[Directions for this task]
Search the records below for the string "window", and report each line that contains it.

[Stored data]
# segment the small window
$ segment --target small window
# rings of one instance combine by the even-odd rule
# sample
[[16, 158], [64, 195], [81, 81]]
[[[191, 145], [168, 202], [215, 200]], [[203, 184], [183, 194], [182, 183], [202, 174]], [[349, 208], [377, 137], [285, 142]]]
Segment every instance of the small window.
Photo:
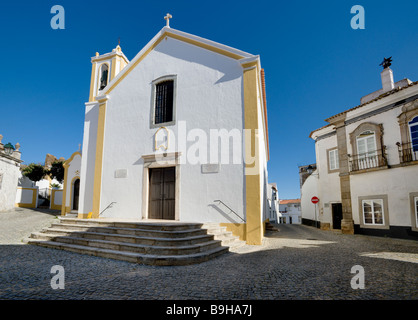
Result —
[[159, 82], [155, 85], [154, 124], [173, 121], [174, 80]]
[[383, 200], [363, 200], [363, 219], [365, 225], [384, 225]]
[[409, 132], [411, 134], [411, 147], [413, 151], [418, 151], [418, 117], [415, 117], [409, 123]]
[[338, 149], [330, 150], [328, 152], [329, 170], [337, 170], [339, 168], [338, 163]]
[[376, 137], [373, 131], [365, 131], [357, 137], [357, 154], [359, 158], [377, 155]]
--
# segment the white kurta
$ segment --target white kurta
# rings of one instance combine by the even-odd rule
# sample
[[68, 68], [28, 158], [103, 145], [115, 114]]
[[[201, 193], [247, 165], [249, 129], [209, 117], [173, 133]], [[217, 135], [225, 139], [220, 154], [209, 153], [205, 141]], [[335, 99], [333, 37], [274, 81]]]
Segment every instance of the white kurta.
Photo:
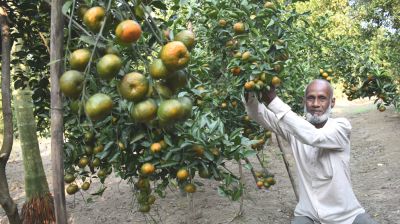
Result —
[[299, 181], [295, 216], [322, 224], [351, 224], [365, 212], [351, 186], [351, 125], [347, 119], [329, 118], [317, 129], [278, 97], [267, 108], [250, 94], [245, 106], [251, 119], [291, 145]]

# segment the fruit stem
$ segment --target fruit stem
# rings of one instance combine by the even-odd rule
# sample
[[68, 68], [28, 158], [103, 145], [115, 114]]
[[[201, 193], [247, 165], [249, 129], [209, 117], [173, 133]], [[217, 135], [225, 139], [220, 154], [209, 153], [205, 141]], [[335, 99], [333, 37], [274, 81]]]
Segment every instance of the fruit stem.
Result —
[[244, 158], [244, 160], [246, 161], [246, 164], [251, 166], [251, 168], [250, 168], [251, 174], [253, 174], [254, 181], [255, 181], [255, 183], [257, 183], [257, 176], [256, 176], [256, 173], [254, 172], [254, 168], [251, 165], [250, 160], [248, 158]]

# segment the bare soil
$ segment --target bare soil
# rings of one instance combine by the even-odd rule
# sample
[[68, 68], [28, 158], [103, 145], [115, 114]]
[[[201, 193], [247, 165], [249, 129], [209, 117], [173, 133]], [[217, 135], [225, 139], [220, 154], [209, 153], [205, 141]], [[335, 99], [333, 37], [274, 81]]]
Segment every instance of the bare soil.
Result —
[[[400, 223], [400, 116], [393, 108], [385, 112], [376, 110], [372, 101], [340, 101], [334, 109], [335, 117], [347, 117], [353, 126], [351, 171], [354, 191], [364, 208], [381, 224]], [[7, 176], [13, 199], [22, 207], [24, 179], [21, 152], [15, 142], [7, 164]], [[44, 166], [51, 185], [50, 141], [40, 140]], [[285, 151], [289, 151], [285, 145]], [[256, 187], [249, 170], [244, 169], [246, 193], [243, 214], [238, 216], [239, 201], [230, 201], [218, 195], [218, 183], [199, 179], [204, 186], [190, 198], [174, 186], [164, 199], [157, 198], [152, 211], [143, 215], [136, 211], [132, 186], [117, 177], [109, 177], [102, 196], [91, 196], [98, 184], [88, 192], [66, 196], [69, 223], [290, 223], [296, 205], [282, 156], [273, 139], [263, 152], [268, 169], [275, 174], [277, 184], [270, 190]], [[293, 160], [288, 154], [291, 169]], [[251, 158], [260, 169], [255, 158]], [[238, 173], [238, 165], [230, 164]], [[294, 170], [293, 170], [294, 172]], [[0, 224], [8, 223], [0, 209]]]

[Result for this exercise]
# segment the small window
$ segment --target small window
Segment every instance of the small window.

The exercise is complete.